WHAT YOU HAVE TO DO:
For this exercise, reproduce the entries below exactly, but only from the line containing "positive clicks: (663, 68)" through the line containing "box: [328, 83, 343, 108]", both included.

= = = =

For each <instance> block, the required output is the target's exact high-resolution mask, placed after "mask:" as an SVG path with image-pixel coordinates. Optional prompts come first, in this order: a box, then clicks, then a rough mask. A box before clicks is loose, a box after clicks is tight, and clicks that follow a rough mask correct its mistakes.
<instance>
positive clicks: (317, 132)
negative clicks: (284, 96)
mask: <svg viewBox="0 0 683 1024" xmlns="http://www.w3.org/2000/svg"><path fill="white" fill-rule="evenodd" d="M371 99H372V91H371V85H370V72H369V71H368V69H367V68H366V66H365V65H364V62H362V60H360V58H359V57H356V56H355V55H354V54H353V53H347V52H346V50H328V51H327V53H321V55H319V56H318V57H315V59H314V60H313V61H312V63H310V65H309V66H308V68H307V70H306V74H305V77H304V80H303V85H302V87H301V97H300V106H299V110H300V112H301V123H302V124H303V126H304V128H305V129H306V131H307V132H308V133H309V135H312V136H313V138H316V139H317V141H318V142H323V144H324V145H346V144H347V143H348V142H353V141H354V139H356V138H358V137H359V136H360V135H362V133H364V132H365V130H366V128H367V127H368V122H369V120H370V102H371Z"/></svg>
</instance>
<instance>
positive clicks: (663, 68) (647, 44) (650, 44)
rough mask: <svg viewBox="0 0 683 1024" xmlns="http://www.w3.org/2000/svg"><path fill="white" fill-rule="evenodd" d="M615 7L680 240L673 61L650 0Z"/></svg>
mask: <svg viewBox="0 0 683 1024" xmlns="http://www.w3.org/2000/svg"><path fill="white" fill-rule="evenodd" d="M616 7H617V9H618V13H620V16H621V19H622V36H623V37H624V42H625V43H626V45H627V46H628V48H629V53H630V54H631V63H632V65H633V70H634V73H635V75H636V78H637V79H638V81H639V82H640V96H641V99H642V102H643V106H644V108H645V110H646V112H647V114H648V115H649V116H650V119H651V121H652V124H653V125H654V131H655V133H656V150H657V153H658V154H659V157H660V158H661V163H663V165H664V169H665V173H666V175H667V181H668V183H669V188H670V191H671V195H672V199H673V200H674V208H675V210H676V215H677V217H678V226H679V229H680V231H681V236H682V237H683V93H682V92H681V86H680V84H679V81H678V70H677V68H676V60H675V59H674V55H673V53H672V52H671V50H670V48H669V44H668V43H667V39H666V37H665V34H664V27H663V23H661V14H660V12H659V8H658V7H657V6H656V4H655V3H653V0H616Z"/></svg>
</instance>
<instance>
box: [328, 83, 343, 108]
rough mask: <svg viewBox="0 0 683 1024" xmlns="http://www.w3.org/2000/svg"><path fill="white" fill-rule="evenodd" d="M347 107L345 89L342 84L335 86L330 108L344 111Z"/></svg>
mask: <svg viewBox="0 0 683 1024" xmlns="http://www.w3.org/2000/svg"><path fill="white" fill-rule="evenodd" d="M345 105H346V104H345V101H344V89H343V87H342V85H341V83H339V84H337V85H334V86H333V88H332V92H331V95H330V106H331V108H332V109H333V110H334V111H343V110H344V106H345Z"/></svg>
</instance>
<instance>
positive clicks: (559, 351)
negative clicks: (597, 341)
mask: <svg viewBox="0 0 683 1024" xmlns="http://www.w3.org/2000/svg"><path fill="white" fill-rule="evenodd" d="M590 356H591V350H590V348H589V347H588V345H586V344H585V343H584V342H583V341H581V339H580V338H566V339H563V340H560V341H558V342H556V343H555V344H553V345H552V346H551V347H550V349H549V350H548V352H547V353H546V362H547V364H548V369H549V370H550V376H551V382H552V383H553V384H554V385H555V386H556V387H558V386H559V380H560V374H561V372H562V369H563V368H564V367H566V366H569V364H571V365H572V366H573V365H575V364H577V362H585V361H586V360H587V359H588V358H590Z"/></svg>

= = = =

WRITTEN RESPONSE:
positive clicks: (663, 68) (647, 44) (650, 44)
rough mask: <svg viewBox="0 0 683 1024" xmlns="http://www.w3.org/2000/svg"><path fill="white" fill-rule="evenodd" d="M615 7L680 240L673 61L650 0Z"/></svg>
mask: <svg viewBox="0 0 683 1024" xmlns="http://www.w3.org/2000/svg"><path fill="white" fill-rule="evenodd" d="M616 7H617V9H618V13H620V16H621V19H622V36H623V37H624V42H625V43H626V45H627V46H628V48H629V53H630V54H631V63H632V65H633V70H634V73H635V75H636V78H637V79H638V81H639V82H640V96H641V99H642V102H643V106H644V108H645V110H646V112H647V114H648V115H649V116H650V119H651V121H652V124H653V125H654V131H655V133H656V150H657V153H658V154H659V157H660V158H661V163H663V165H664V169H665V173H666V175H667V181H668V183H669V188H670V191H671V195H672V199H673V200H674V208H675V210H676V215H677V217H678V226H679V229H680V231H681V236H682V237H683V93H682V92H681V86H680V84H679V81H678V70H677V68H676V60H675V59H674V55H673V53H672V52H671V50H670V48H669V44H668V43H667V39H666V37H665V34H664V27H663V23H661V14H660V12H659V8H658V7H657V6H656V4H655V3H653V0H616Z"/></svg>
</instance>
<instance>
box: [328, 83, 343, 108]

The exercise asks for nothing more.